> EXTRACTED ENTRIES
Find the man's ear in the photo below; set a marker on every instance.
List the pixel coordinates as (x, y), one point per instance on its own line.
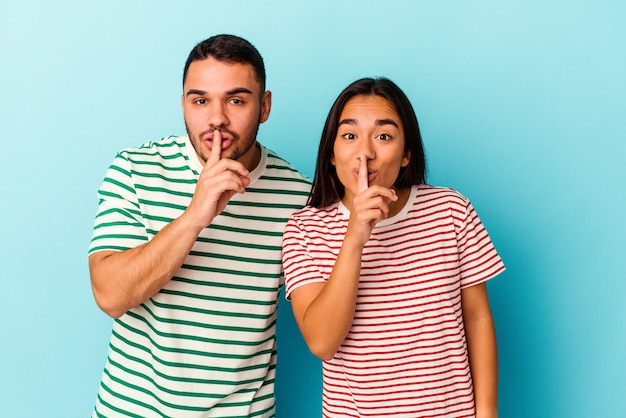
(266, 106)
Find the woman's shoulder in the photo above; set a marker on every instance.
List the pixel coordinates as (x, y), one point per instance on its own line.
(440, 194)
(310, 213)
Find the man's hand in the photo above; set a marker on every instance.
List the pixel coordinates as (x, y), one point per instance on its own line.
(219, 181)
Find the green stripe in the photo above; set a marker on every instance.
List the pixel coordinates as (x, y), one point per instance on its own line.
(119, 184)
(108, 247)
(147, 392)
(217, 298)
(277, 192)
(118, 223)
(122, 411)
(265, 205)
(196, 337)
(162, 177)
(239, 244)
(190, 365)
(158, 164)
(162, 204)
(246, 231)
(209, 311)
(199, 381)
(121, 236)
(163, 190)
(254, 218)
(233, 272)
(164, 320)
(235, 258)
(286, 179)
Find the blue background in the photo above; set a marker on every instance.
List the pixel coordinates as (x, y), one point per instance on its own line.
(522, 107)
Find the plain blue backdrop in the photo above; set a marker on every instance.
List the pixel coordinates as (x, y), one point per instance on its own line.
(522, 107)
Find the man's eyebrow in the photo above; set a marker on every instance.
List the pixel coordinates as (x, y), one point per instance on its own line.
(236, 90)
(348, 122)
(196, 92)
(239, 90)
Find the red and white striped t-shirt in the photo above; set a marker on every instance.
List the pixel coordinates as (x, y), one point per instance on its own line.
(406, 353)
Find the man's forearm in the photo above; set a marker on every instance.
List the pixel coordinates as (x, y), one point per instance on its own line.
(123, 280)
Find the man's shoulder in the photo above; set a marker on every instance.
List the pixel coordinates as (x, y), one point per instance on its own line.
(279, 167)
(168, 147)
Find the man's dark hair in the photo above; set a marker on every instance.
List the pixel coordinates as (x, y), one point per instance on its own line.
(228, 48)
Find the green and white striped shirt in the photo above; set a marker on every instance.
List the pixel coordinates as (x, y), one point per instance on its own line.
(205, 345)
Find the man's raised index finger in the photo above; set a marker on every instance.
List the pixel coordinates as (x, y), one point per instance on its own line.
(216, 147)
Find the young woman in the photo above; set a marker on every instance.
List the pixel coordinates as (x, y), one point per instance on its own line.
(387, 274)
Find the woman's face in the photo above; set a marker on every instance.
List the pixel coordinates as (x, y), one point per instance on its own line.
(369, 126)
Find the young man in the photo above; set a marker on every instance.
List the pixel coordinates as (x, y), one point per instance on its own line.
(186, 251)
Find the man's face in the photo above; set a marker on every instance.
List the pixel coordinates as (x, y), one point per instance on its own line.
(224, 96)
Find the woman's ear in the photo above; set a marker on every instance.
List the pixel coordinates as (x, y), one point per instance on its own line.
(406, 158)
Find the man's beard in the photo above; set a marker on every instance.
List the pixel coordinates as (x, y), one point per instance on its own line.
(236, 152)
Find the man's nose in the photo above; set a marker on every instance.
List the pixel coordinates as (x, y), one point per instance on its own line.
(217, 115)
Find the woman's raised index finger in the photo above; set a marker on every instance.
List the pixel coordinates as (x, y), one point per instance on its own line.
(362, 183)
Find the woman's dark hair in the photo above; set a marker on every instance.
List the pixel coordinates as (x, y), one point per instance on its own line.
(327, 188)
(228, 48)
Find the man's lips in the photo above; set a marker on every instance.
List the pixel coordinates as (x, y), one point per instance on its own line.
(227, 139)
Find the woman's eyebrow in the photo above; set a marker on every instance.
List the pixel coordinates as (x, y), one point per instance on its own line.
(381, 122)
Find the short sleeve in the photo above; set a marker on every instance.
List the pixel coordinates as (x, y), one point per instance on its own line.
(298, 264)
(119, 224)
(478, 258)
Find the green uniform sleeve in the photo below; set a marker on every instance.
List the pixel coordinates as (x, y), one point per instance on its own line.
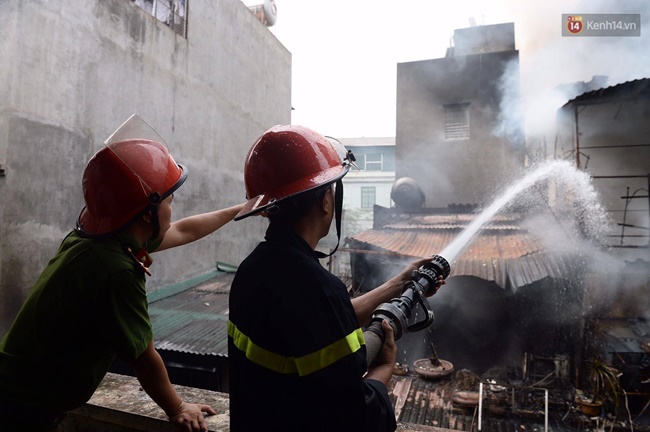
(129, 326)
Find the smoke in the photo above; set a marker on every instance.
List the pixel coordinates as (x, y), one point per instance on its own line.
(551, 63)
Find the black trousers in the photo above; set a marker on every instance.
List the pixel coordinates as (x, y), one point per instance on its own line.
(20, 418)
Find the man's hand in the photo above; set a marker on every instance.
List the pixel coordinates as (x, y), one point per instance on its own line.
(189, 417)
(407, 274)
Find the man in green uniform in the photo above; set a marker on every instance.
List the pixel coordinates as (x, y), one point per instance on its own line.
(90, 302)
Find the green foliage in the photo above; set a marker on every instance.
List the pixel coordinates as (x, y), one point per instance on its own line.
(604, 380)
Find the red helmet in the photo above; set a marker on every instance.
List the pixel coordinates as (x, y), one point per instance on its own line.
(123, 179)
(286, 161)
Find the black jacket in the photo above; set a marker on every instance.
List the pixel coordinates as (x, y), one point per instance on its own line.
(295, 348)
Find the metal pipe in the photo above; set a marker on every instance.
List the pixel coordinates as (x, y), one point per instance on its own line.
(480, 404)
(545, 410)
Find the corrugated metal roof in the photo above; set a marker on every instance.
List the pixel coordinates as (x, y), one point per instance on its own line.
(502, 252)
(626, 90)
(195, 320)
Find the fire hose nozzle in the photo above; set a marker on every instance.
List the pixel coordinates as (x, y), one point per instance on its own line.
(398, 311)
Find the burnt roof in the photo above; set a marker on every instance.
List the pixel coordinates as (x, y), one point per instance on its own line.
(502, 252)
(635, 89)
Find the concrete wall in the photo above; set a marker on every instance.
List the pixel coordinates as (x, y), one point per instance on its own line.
(73, 71)
(470, 170)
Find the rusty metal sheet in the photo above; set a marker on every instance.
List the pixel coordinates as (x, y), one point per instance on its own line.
(503, 252)
(194, 321)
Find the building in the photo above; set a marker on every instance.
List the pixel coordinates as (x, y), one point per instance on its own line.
(371, 184)
(74, 71)
(451, 136)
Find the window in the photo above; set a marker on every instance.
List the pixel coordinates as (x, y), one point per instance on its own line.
(374, 162)
(367, 196)
(170, 12)
(457, 121)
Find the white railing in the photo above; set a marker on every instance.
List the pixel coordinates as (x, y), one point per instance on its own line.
(173, 13)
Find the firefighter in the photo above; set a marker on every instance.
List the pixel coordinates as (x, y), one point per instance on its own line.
(90, 302)
(295, 344)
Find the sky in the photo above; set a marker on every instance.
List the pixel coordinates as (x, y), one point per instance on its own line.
(345, 53)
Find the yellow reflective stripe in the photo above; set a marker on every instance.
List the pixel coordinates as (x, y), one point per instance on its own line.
(304, 365)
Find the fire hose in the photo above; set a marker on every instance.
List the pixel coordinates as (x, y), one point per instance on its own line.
(398, 311)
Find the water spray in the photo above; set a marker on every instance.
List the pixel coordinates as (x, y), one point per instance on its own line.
(398, 311)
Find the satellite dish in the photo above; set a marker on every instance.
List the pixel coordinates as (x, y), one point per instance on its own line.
(270, 12)
(406, 193)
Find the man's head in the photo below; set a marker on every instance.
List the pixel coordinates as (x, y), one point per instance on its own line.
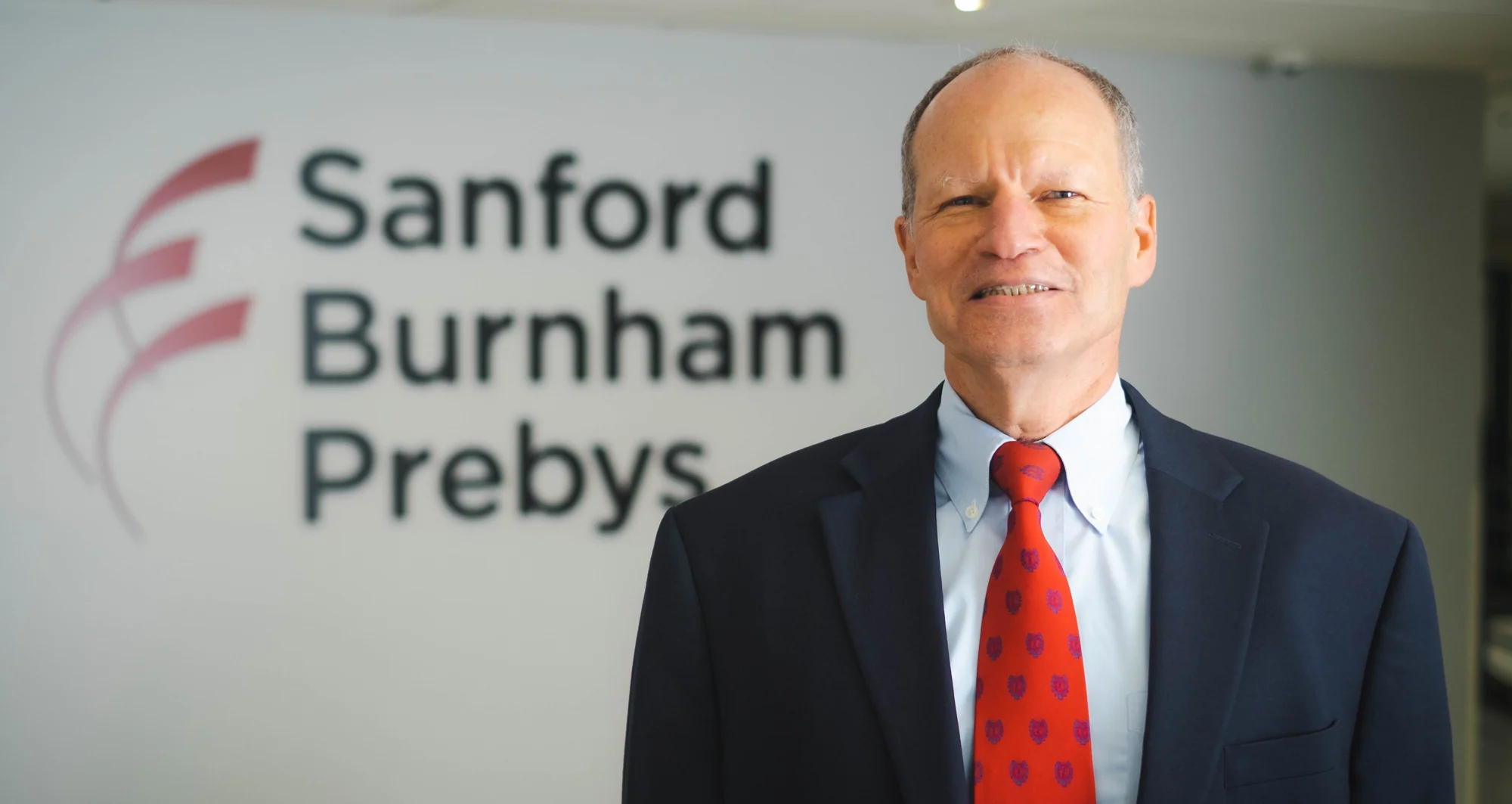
(1023, 222)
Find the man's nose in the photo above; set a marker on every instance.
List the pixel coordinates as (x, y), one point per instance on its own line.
(1015, 227)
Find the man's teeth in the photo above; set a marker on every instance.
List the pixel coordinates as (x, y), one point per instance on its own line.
(1012, 290)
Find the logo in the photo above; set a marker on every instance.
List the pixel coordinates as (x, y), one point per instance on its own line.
(1017, 687)
(134, 271)
(1061, 687)
(1040, 731)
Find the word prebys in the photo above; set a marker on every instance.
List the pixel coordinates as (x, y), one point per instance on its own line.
(469, 480)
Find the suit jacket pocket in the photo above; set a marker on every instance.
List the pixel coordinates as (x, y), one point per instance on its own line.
(1281, 758)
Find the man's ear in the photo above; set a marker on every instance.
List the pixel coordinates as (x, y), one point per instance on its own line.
(1145, 241)
(905, 233)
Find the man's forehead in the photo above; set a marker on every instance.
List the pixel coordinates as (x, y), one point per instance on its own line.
(1017, 92)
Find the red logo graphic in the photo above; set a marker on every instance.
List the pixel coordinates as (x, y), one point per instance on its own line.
(132, 272)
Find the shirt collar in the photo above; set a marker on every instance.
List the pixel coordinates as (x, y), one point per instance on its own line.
(1097, 449)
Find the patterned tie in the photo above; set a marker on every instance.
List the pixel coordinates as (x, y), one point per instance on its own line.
(1033, 740)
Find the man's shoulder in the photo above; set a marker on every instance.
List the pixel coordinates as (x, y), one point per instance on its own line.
(1289, 493)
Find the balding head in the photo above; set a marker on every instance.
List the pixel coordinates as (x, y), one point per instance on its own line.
(1118, 106)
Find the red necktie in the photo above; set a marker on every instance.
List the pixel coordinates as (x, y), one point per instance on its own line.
(1033, 738)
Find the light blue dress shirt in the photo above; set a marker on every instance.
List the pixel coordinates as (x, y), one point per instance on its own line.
(1097, 519)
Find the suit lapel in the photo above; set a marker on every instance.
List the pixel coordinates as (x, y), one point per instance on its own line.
(1206, 563)
(885, 558)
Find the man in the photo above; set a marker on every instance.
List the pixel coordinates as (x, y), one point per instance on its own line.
(1035, 587)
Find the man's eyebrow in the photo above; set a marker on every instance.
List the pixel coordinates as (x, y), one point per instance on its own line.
(949, 180)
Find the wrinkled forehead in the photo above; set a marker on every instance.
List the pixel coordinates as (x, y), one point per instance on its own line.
(1021, 109)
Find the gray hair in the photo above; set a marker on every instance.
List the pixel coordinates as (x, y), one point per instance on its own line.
(1123, 115)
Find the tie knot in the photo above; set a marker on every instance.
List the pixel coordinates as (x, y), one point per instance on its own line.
(1026, 470)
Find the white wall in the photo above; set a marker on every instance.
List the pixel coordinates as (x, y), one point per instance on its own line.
(1318, 295)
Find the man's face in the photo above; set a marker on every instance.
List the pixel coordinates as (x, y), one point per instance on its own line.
(1020, 189)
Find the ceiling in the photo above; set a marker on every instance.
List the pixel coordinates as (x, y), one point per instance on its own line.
(1463, 35)
(1434, 33)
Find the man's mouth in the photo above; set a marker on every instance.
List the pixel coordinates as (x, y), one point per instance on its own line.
(1011, 290)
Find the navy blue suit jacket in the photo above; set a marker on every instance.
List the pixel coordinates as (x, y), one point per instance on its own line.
(793, 644)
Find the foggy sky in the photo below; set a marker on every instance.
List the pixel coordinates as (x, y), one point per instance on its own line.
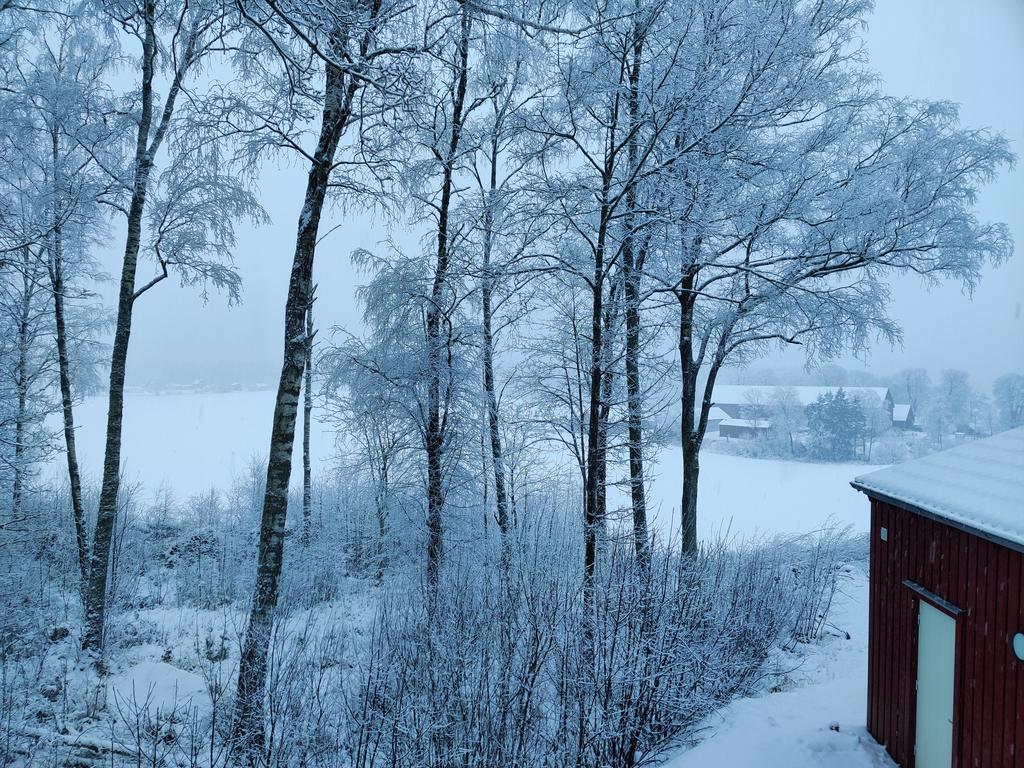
(971, 53)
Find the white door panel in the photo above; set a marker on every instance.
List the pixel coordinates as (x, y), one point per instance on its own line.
(936, 662)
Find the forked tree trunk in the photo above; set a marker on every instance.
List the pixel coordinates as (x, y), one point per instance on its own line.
(248, 725)
(307, 415)
(436, 346)
(693, 422)
(67, 404)
(594, 489)
(145, 150)
(688, 371)
(633, 266)
(22, 385)
(494, 423)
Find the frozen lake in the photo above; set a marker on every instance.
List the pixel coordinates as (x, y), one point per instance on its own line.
(200, 440)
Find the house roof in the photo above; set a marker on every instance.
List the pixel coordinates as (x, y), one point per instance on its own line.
(978, 486)
(901, 412)
(742, 394)
(747, 423)
(714, 414)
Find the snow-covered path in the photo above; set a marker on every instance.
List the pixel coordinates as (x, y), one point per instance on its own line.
(793, 728)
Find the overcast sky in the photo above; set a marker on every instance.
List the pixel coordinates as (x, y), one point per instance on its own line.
(968, 52)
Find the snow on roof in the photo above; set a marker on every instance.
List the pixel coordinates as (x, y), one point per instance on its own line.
(749, 423)
(742, 394)
(979, 485)
(714, 414)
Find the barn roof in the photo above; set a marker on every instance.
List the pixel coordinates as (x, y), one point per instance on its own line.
(978, 486)
(745, 423)
(901, 412)
(714, 414)
(742, 394)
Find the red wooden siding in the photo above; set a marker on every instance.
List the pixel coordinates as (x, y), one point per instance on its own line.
(981, 578)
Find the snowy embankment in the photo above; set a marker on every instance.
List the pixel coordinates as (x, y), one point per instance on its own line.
(813, 716)
(812, 719)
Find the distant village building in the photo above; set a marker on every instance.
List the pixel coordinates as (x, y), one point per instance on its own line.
(715, 417)
(945, 655)
(743, 427)
(741, 400)
(903, 416)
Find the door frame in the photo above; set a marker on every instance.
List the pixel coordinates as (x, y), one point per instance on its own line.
(921, 594)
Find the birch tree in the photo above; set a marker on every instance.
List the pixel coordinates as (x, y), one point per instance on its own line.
(179, 202)
(304, 59)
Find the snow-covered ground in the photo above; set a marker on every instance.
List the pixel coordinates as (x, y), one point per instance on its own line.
(199, 440)
(189, 441)
(743, 497)
(195, 441)
(815, 718)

> INSTRUCTIONS TO FOLLOW
Nothing but the lines from the start of the listing through the line with "Find the green stripe" belongs in the answer, each one retyped exactly and without pictures.

> WRITTEN SOLUTION
Find the man's ear in the photo below; set a marker on every instance.
List the pixel coordinates as (x, y), one point per instance on its own line.
(266, 106)
Find the woman's shoulder in the photo above; set a marker on every instance.
List the pixel coordinates as (x, y), one point per instance on its own line.
(440, 194)
(310, 213)
Find the man's hand in the photo above; set a marker on every instance.
List the pixel coordinates as (x, y), one point per instance on its own line.
(219, 181)
Find the green stripe in the photo above; set a marker on every instance.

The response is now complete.